» What is being asked
Switch "Put down a dot" to "Place a point" everywhere it occurs in the items below and write all the items out again, otherwise unaltered. Omit the pictures.

■ ■ ■

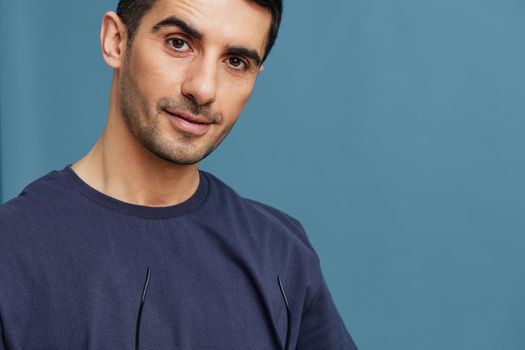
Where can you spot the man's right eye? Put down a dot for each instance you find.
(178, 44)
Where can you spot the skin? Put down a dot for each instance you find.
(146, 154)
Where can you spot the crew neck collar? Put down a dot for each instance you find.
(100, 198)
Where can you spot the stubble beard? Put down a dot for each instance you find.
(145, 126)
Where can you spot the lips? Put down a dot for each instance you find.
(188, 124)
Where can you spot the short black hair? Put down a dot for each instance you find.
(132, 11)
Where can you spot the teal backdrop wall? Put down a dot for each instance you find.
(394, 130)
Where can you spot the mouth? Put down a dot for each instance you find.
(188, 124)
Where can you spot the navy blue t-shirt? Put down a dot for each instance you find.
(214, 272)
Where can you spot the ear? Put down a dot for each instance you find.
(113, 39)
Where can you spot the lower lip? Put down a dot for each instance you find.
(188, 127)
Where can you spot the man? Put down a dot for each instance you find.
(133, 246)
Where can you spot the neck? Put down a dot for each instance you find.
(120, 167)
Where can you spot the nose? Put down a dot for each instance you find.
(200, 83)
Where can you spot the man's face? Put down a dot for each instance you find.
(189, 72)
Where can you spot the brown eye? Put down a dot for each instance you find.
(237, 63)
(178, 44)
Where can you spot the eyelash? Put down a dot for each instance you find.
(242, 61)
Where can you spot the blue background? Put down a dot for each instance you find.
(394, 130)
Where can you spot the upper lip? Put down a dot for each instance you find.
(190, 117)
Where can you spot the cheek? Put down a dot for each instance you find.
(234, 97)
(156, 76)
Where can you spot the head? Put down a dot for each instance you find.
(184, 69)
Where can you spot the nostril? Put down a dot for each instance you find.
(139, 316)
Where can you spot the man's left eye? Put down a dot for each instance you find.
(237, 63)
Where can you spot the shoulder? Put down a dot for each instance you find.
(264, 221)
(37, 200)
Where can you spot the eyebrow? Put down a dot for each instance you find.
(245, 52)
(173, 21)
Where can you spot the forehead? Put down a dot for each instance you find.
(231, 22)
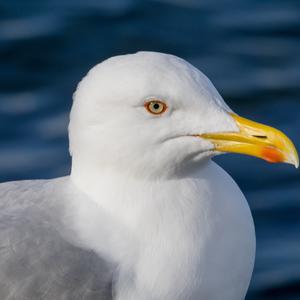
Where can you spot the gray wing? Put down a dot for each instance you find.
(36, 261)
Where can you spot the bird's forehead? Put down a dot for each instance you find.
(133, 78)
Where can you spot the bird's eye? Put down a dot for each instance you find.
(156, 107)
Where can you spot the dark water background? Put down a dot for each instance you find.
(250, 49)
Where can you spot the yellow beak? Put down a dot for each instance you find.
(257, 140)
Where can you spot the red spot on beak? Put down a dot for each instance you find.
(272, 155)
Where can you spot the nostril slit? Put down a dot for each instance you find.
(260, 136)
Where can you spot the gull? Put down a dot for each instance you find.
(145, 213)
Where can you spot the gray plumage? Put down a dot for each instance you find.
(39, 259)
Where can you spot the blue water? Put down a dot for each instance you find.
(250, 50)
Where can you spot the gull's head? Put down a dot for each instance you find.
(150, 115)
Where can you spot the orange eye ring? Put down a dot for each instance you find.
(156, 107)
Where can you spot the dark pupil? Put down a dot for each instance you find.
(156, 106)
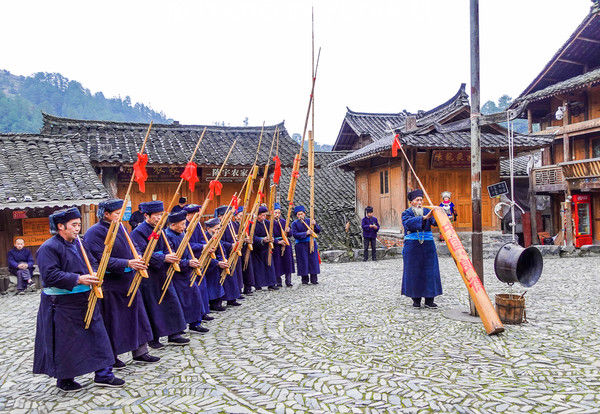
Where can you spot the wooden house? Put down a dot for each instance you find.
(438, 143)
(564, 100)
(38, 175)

■ ■ ■

» Output below
Where can you spot the man's right eye? Place a point for each instance you find.
(178, 44)
Where can you spot the skin? Place a point for each instance you find.
(146, 154)
Where can you spot the crew neck collar? Place a point for each instance you find.
(100, 198)
Where can you spot the stubble beard? Place a point for each instance you find.
(145, 126)
Where can you spot the lips? Place a point for each instance you find.
(188, 124)
Where can you spot the short black hair? Place a point for each instance you find.
(132, 11)
Where can you spot the teal backdrop wall? Place a point for each instance you find.
(394, 130)
Where can you spot the mouth? Place a point for each instance you find.
(188, 124)
Where can you spot the navy blue t-shirt? Place a point for each instance you find.
(214, 272)
Where can you spot the ear? Place a point for each instance you find.
(113, 39)
Where can you spot the lower lip? Place a point for each instance you find.
(188, 127)
Where can you spot the man? Place a point for each instance you find.
(133, 246)
Where can you spot the neck? Place a point for each instance you find.
(120, 167)
Where can you spot the nose? Place a point for each instance you find.
(200, 83)
Where can you spot the man's face? Place a point for each instance you find.
(189, 72)
Where can you spot the brown eye? Place a point for each instance you find.
(237, 63)
(178, 44)
Where can you spot the eyelash? Place a point for each instance you find.
(242, 61)
Where can you spot the blue background? Place a point for each instance you find.
(394, 130)
Where can you spot the upper lip? Place a point for each instance you find.
(190, 117)
Where can you spot the cheek? Place a point for each instance you find.
(234, 97)
(156, 76)
Where can you spot the head? Place a point for each instance you find.
(184, 69)
Where can you spot the nostril? Place a point for each instance you find.
(139, 316)
Where can you spot the man's left eye? Place a point for each instance you find.
(237, 63)
Where can you spot the shoulder? Place a point for each instance you find.
(264, 221)
(37, 200)
Where can you spot the eyebrow? Place a point for each instance you find.
(245, 52)
(173, 21)
Where can you spot the forehead? Place a point for each instance you find.
(231, 22)
Where can you spot the gray wing? Place a point for each instance you find.
(36, 261)
Where can you spot the bird's forehead? Place a point for each instance you find.
(133, 78)
Where can you spot the bird's eye? Place a point for each instance you find.
(156, 107)
Where can you spot the dark water background? Place a point for each instance you find.
(250, 49)
Where can you spot the yellow beak? Place a point for each instance you find.
(257, 140)
Where can you spot the red spot on beak? Place a point for each instance you find.
(272, 155)
Where can you spot the nostril slit? Place a point for each instance you find.
(260, 136)
Where can you spot the gull? Place a point for each instance you find.
(145, 213)
Where can you spot the gray plumage? Place a point for each instance you find.
(39, 259)
Where can you spot the blue water? Place a point for each instance you find.
(250, 50)
Where can you spot the gull's head? Place a point for each instance you find.
(150, 115)
Where can you spot the orange eye ring? Place a point for each instance you find.
(156, 107)
Where can you spot the dark pupil? Place a point for each instance you find.
(156, 106)
Where can you spot the wooden house? Place a point for each instance you find.
(438, 143)
(564, 100)
(38, 175)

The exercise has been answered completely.